**About this exercise:**
Word for word, transcribe the lines from the one containing "Where in the photo above can the brown" through the end of the entries, both included, and nothing else.

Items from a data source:
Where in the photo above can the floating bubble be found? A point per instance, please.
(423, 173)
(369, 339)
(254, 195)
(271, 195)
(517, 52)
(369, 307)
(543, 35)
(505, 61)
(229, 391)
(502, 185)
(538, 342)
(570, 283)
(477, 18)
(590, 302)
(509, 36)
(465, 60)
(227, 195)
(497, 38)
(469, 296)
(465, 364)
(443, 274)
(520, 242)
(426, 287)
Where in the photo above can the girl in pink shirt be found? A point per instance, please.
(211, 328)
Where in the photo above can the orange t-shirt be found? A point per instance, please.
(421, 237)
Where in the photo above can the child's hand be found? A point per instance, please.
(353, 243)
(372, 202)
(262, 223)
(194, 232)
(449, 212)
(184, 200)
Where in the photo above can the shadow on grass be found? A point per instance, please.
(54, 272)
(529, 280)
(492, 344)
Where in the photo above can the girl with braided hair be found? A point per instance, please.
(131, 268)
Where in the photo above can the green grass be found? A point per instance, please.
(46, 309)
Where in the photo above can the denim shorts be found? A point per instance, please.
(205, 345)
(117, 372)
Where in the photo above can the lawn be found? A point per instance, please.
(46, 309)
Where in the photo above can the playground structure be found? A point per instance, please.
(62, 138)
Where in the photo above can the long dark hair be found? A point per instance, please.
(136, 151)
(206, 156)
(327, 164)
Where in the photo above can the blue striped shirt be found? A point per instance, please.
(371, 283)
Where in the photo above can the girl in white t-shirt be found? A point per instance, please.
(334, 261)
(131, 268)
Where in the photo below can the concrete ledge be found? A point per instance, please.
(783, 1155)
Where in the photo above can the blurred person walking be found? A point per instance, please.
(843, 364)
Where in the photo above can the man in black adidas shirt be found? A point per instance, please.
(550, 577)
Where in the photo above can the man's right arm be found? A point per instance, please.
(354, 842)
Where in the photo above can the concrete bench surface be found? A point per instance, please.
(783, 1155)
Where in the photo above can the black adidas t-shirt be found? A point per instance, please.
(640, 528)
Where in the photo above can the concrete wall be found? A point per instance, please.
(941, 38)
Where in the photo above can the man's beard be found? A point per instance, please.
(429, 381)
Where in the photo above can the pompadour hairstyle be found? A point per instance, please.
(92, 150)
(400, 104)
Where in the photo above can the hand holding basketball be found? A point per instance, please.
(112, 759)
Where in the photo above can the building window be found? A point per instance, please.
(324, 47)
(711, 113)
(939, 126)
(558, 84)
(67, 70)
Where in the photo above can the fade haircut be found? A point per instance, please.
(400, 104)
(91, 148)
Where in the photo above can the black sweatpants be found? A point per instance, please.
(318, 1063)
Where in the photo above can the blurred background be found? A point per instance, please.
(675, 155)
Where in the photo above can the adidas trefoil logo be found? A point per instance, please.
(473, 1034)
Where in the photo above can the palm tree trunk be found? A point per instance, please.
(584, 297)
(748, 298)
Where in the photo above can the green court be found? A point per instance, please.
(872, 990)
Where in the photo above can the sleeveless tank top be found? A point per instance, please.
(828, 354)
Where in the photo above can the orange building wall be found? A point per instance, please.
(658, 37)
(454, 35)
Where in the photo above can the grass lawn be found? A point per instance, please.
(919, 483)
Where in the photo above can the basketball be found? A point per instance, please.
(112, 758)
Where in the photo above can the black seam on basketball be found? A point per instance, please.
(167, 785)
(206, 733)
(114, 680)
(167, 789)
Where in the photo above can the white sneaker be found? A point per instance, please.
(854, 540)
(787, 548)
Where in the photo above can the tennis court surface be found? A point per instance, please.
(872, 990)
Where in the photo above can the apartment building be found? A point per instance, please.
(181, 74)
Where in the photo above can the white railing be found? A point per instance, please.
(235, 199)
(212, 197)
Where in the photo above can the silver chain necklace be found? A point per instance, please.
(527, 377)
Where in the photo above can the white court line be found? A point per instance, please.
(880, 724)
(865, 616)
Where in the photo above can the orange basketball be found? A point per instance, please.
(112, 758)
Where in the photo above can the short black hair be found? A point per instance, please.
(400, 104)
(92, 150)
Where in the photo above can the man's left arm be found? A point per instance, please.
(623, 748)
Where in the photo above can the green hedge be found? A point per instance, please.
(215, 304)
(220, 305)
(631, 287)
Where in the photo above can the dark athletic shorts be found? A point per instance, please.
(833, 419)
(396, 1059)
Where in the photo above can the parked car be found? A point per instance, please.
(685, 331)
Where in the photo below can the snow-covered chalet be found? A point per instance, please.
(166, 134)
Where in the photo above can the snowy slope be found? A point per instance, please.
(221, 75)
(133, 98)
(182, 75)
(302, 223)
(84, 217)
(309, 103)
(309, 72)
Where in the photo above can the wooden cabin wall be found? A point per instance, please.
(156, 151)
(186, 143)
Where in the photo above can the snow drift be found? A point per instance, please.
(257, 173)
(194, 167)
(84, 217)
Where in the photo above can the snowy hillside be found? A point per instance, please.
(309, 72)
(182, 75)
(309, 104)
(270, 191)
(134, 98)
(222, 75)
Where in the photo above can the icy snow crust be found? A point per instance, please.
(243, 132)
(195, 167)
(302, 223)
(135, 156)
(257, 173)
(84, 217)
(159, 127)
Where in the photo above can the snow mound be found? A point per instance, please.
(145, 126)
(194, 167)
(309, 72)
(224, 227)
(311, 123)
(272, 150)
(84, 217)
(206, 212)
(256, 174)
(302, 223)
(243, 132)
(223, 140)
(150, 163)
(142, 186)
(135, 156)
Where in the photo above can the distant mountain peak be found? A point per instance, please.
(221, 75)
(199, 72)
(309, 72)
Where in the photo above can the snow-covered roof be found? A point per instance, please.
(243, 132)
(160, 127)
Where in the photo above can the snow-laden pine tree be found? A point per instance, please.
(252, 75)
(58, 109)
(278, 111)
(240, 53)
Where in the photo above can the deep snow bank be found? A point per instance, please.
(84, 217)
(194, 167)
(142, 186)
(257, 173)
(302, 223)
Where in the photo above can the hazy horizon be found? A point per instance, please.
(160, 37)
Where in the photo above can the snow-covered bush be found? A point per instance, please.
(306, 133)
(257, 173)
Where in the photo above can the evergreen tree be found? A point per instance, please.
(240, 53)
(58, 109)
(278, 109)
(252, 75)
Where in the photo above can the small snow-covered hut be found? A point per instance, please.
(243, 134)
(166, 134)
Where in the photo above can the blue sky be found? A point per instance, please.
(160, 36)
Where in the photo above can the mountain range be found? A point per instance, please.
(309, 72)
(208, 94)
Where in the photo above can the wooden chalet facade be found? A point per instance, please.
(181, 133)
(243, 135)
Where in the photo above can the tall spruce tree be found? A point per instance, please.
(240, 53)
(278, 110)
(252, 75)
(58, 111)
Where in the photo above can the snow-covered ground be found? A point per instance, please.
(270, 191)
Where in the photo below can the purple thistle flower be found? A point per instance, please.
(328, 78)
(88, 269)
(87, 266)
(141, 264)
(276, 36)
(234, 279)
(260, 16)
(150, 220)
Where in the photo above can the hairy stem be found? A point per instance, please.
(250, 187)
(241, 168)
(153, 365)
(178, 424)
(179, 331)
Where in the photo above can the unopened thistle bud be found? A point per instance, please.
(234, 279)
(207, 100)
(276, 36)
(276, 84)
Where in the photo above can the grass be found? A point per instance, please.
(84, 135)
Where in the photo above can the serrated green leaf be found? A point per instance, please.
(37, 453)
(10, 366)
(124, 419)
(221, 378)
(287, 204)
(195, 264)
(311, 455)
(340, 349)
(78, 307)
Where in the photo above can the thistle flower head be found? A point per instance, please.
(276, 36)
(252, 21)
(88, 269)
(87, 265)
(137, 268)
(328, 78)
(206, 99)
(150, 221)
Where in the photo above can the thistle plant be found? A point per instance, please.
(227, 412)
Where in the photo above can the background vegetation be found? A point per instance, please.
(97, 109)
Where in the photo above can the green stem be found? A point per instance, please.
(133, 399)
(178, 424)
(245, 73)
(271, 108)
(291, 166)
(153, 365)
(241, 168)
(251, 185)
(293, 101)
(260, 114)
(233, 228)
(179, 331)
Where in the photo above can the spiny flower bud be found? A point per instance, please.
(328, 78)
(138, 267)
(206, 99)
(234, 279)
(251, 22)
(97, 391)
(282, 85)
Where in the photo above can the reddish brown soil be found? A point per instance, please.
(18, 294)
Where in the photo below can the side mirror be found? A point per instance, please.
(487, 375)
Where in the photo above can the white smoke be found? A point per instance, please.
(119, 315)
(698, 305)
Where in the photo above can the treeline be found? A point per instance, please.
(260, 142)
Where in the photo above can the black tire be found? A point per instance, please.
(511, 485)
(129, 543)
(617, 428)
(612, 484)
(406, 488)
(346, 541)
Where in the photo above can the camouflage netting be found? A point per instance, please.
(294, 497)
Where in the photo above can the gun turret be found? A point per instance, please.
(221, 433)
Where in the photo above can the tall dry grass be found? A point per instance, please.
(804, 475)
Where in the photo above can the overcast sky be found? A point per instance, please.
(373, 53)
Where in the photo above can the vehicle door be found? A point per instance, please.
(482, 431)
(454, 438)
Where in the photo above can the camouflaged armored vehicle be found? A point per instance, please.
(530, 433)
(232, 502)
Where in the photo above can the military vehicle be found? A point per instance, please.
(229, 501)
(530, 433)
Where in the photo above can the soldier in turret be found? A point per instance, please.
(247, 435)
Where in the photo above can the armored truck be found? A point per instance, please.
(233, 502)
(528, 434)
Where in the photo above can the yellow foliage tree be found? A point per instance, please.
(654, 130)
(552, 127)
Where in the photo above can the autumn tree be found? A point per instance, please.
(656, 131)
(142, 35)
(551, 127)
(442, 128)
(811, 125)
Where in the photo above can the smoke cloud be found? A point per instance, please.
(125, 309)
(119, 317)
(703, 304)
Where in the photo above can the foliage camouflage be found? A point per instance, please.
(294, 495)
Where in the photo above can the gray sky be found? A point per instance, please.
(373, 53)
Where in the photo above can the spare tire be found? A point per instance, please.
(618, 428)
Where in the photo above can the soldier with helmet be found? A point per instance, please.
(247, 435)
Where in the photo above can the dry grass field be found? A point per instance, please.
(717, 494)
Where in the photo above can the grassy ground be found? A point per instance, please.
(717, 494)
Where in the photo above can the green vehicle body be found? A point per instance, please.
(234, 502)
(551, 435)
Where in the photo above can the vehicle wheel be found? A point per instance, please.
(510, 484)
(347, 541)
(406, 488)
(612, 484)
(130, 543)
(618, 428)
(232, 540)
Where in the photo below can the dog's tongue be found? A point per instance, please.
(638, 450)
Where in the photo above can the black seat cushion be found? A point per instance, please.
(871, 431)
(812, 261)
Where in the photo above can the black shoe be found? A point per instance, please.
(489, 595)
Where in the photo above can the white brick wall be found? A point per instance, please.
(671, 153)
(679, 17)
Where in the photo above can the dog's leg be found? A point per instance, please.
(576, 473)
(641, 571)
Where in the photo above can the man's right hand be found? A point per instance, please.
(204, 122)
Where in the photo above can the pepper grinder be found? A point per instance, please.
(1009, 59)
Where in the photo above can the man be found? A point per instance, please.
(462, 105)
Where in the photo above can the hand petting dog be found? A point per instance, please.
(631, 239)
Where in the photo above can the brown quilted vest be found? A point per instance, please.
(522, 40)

**Finished exercise:**
Where in the photo above can the brown quilted vest be found? A point per instance, please.
(522, 40)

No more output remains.